*TO DO*.
Copy every one of the entries below line for line, leaving out the pictures.

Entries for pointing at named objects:

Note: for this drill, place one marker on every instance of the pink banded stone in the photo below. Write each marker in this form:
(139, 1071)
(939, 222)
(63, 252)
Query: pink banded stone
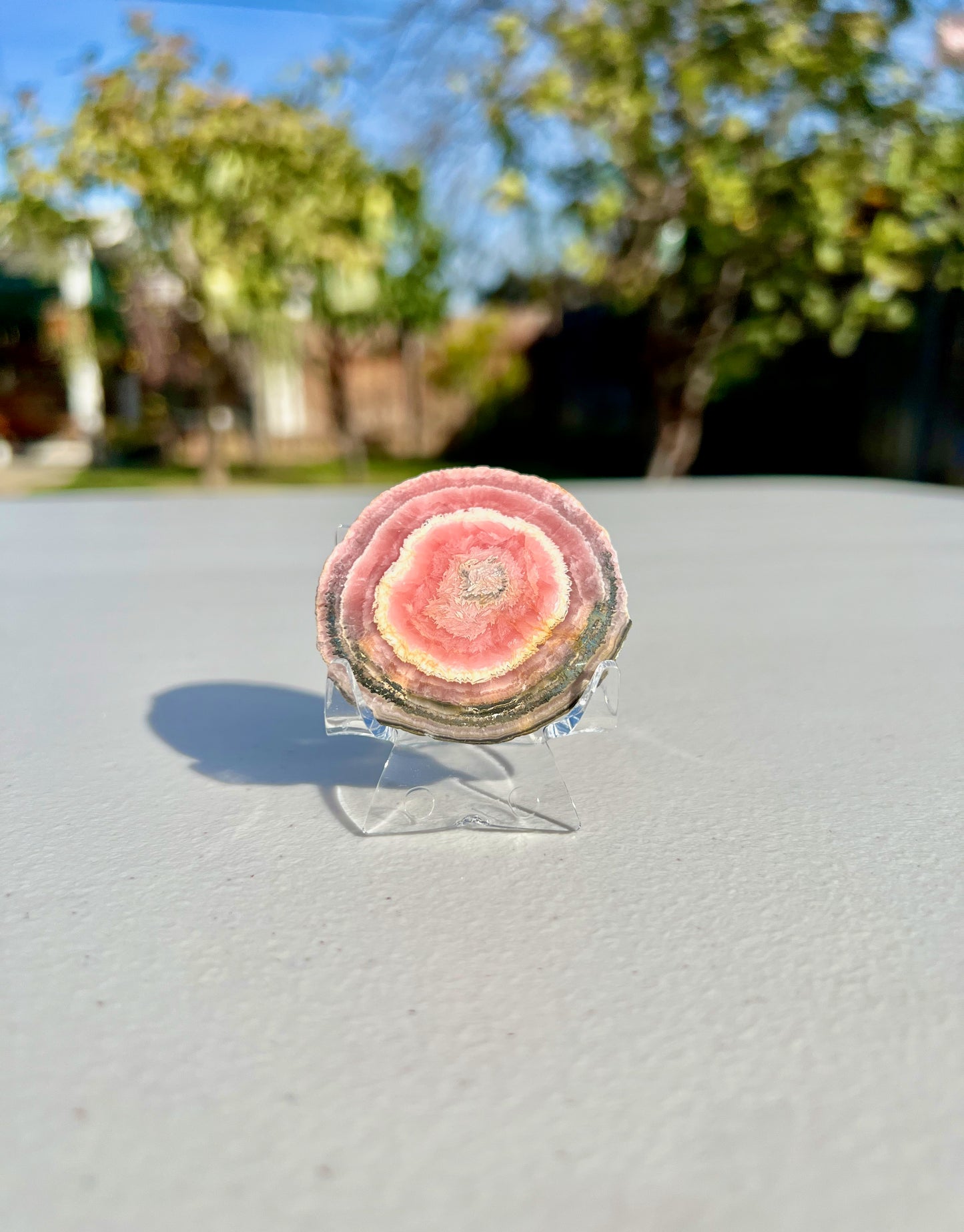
(471, 604)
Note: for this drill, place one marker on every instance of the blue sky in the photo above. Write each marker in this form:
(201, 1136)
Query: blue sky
(42, 43)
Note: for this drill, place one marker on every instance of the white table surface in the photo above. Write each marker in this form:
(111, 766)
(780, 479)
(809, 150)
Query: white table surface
(735, 1001)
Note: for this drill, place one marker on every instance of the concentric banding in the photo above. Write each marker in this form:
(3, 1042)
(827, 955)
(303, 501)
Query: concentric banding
(472, 596)
(471, 604)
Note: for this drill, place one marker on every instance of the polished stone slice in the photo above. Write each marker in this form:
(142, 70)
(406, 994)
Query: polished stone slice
(471, 604)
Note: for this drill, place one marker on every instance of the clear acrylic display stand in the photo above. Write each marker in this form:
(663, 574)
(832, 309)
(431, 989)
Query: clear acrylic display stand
(438, 785)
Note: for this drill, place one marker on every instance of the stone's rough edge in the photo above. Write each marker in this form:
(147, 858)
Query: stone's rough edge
(349, 696)
(392, 704)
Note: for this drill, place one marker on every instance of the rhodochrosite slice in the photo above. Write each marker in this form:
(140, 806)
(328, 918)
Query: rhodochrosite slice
(471, 604)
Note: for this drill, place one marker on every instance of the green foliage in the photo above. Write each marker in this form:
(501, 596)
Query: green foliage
(750, 171)
(243, 199)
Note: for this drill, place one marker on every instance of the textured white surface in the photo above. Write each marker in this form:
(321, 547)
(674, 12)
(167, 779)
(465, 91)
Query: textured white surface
(734, 1001)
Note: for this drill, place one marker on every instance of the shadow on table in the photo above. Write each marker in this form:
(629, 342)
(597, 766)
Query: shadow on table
(248, 733)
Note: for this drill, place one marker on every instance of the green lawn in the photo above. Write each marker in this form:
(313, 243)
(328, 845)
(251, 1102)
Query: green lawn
(379, 471)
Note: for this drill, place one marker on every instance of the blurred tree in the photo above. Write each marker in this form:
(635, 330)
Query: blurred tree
(43, 233)
(746, 171)
(413, 297)
(243, 200)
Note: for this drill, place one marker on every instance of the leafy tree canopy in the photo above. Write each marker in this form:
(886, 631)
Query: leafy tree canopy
(746, 169)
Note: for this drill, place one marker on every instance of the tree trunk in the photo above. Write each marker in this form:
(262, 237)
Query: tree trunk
(215, 474)
(353, 448)
(680, 410)
(677, 442)
(413, 349)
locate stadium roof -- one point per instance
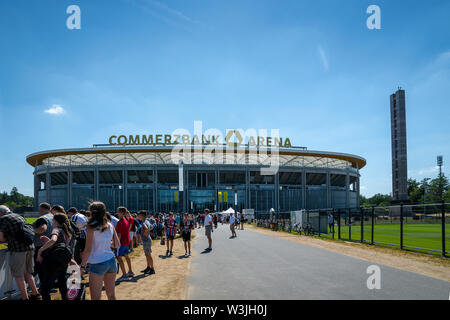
(162, 154)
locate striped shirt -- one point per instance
(170, 225)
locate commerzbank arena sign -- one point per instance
(233, 139)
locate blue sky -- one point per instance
(309, 68)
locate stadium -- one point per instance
(128, 172)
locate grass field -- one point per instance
(29, 220)
(420, 235)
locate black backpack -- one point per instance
(25, 234)
(57, 257)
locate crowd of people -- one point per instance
(93, 242)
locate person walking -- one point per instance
(53, 263)
(207, 221)
(170, 231)
(233, 225)
(80, 221)
(123, 232)
(21, 251)
(101, 237)
(242, 220)
(146, 228)
(43, 226)
(186, 233)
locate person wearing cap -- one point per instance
(208, 228)
(21, 254)
(43, 226)
(80, 221)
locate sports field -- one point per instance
(29, 220)
(419, 235)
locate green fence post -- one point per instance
(332, 212)
(401, 226)
(319, 223)
(339, 224)
(443, 228)
(373, 222)
(349, 224)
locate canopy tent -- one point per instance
(228, 211)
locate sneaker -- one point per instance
(35, 297)
(146, 270)
(123, 278)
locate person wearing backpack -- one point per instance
(101, 237)
(15, 231)
(79, 221)
(55, 257)
(145, 230)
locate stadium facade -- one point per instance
(148, 176)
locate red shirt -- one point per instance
(123, 228)
(130, 220)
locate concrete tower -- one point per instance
(399, 151)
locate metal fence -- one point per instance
(421, 228)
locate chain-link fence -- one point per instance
(421, 228)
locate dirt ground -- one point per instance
(435, 267)
(167, 283)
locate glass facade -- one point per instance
(82, 188)
(155, 189)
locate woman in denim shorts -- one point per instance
(100, 238)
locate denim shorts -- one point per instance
(123, 251)
(109, 266)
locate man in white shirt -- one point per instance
(80, 221)
(208, 228)
(232, 225)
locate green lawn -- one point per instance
(29, 220)
(420, 235)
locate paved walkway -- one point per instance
(257, 266)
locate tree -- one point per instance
(377, 200)
(15, 199)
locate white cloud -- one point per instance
(55, 109)
(323, 57)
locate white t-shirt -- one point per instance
(114, 221)
(208, 220)
(80, 221)
(101, 246)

*TASK RESPONSE*.
Note: for this drill, place one marker on every instance of the pink banded stone in the photo below. Write each marker in this form:
(139, 1071)
(939, 222)
(63, 252)
Query: pink banded stone
(471, 604)
Note: for this drill, place one marker on every instance of the blue sky in the photo above. Write each marker in this form:
(201, 1136)
Query: blue sky
(42, 43)
Note: for this drill, place one marker on every instance of the white table surface in the photo above. Write each marker in this form:
(111, 766)
(780, 479)
(809, 150)
Query: white table surface
(735, 1001)
Note: for this drill, place one marker on every instance of the concentric banding in the photo above. Write each marker in this form:
(3, 1042)
(827, 955)
(303, 501)
Query: concentric banding
(472, 596)
(471, 604)
Note: for this drill, place one marker on every instance of the polished stone slice in the photo above. Write each marker in this form:
(142, 70)
(406, 994)
Query: polished stone slice
(471, 604)
Note: for this drill, place one marker on every instance of the clear acrylic display stand in the photo above. Write each marker in this form:
(663, 574)
(832, 309)
(431, 989)
Query: clear acrylic display stand
(438, 785)
Note: for this drill, place one marker on every instance of the stone's rough edge in the photo above. Write each marker in this form:
(147, 858)
Query: stone's rough edge
(349, 696)
(392, 704)
Note: for this drill, place one marker on every instance of the rhodochrosite slice in the photo above. Write each marker in this form:
(140, 806)
(328, 918)
Query: rhodochrosite slice
(471, 604)
Note: for this drill, place one marker on every instance of the green foliage in the photo above. Write each marker in this form:
(501, 596)
Query: green foliage
(750, 171)
(243, 199)
Note: for this drill, place one marker on every instance of the textured white surface in the photo above. Write each marker in this form:
(321, 547)
(674, 12)
(167, 779)
(465, 91)
Query: textured white surface
(734, 1001)
Note: for this drill, place one marker on every instance of the shadow on table in the photo above. Write each marker in this form:
(629, 342)
(597, 766)
Query: shadow on table
(248, 733)
Note: for this drill, place one marker on every instance of the green lawn in the photo above. Write each marker in this form:
(313, 243)
(328, 845)
(251, 1102)
Query: green lawn
(379, 471)
Note: for this drill, place one marker on every instance of the blurred tree in the photo above. Write each marker in this form:
(635, 330)
Query: blurred tree
(43, 233)
(746, 171)
(413, 297)
(243, 200)
Note: for this drill, place one marker on every instance of the leafy tree canopy in the photo above. Write each marker in this form:
(886, 631)
Query: leafy tree canopy
(746, 169)
Note: for this drill, place one marker on every instance of the tree trunk in the photo above. Write each marker in this form:
(262, 237)
Query: tree trunk
(215, 474)
(353, 448)
(680, 410)
(677, 442)
(413, 349)
locate stadium roof -- one point per instance
(162, 154)
locate striped shirt -- one point per instance
(170, 225)
locate commerzbank arena sign -- one point per instance
(233, 139)
locate blue sky -- one point per instance
(309, 68)
locate stadium -- one point per instance
(128, 172)
locate grass field -- one point per instance
(29, 220)
(420, 235)
locate black backpack -- one point per instance
(25, 234)
(57, 257)
locate crowd of people -- one point per instance
(93, 242)
locate person walking -- one point per instance
(53, 263)
(207, 221)
(170, 231)
(233, 225)
(80, 221)
(123, 232)
(21, 251)
(101, 237)
(242, 220)
(146, 228)
(43, 226)
(186, 233)
locate person wearing cap -- one point per instance
(208, 228)
(21, 254)
(43, 226)
(80, 221)
locate sports field -- one point per instance
(29, 220)
(419, 235)
locate green fence post -- one point per instance
(332, 212)
(401, 226)
(319, 223)
(339, 224)
(443, 228)
(373, 222)
(349, 224)
locate canopy tent -- one point per instance
(228, 211)
locate sneaker -- one point per instance
(35, 297)
(146, 270)
(123, 278)
locate person wearing backpack -- one point per instance
(101, 237)
(15, 231)
(79, 221)
(55, 257)
(145, 230)
locate stadium facade -- one point per instance
(148, 176)
locate red shirt -- one point per instance
(123, 228)
(130, 220)
locate concrete tower -- one point per instance
(399, 151)
locate metal fence -- one point per instance
(421, 228)
locate chain-link fence -- one point per instance
(421, 228)
locate dirt ground -- one point per instance
(435, 267)
(167, 283)
locate glass facade -- one point per instance
(82, 188)
(155, 189)
locate woman in denim shorts -- one point per instance
(100, 238)
locate denim shorts -- one point per instance
(123, 251)
(109, 266)
locate man in white shirt -- one point per instance
(80, 221)
(208, 228)
(232, 225)
locate green lawn -- one point per instance
(29, 220)
(420, 235)
locate paved walkway -- one point per instance
(257, 266)
locate tree -- one point per instance
(377, 200)
(15, 199)
locate white cloud -- one point per instance
(55, 109)
(323, 57)
locate white t-shirt -- one point per instance
(114, 221)
(208, 220)
(80, 221)
(101, 246)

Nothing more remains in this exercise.